(Excerpt to read):
— START —
# Kenpo Wisdom



## RavenDarkfellow (Jan 25, 2005)

Greetings,

I'm opening this in the hopes of gleaning more wisdom straight from Kenpo (preferably), but all martial-arts sayings and rules are welcome!

The idea is that you post a few sayings from Kenpo or MA in general, so that we have a solid list of them to refer to.  Here are a few I know:

Anger clouds the mind.

Deflect a line with a circle, cut a circle with a line.

There should be no second strike.

Waste no movement.

Closest target, closest weapon.

The rule of +1: If there is one punch, there will be two.  If there are two punches, there will be three.  Always be aware of a supportive attack to each primary attack.

Those are all I can think of off the top of my head.  I have a book I'm collecting them in, but it's currently not with me.  Who else can toss some in the mix?


----------



## Maltair (Jan 26, 2005)

Here's one that I've been working on:

Don't shorten some elses rope to make yours appear longer.


----------



## ZKenpo (Jan 26, 2005)

Here is a few I like....

To hear is to doubt, to see is to be decieved, but to feel is to believe.

The best action, meet it. or Meet it to beat it before you eat it! 

The law of the street, it's not who's right it's who's left.


----------



## Doc (Jan 26, 2005)

RavenDarkfellow said:
			
		

> Greetings,
> 
> I'm opening this in the hopes of gleaning more wisdom straight from Kenpo (preferably), but all martial-arts sayings and rules are welcome!
— END —
(Data extract):
— START —
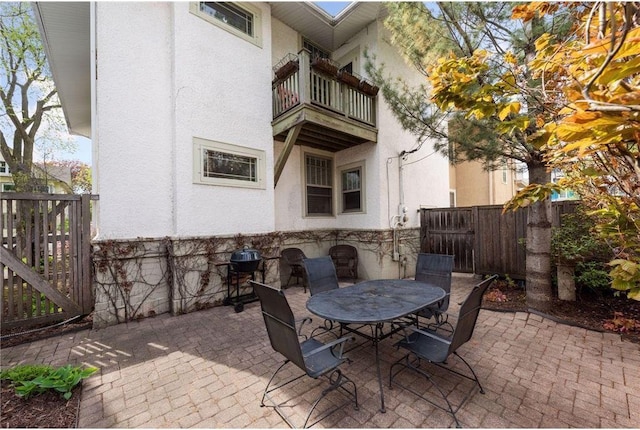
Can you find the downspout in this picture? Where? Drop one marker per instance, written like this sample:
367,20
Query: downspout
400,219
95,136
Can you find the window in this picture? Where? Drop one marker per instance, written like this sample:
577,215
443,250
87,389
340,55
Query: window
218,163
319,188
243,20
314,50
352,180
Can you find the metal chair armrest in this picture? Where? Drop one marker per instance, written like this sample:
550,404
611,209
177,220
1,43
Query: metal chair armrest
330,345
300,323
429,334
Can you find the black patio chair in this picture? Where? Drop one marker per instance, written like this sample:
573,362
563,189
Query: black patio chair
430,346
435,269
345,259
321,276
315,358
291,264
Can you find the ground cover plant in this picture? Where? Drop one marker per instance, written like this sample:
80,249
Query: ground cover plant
— END —
(Task description): From the Kenpo sayings thread, reproduce the text verbatim from "The rule of" up to and including "in the mix?". The data shown here were taken from a different source than the forum thread.

(Answer for the task):
The rule of +1: If there is one punch, there will be two.  If there are two punches, there will be three.  Always be aware of a supportive attack to each primary attack.

Those are all I can think of off the top of my head.  I have a book I'm collecting them in, but it's currently not with me.  Who else can toss some in the mix?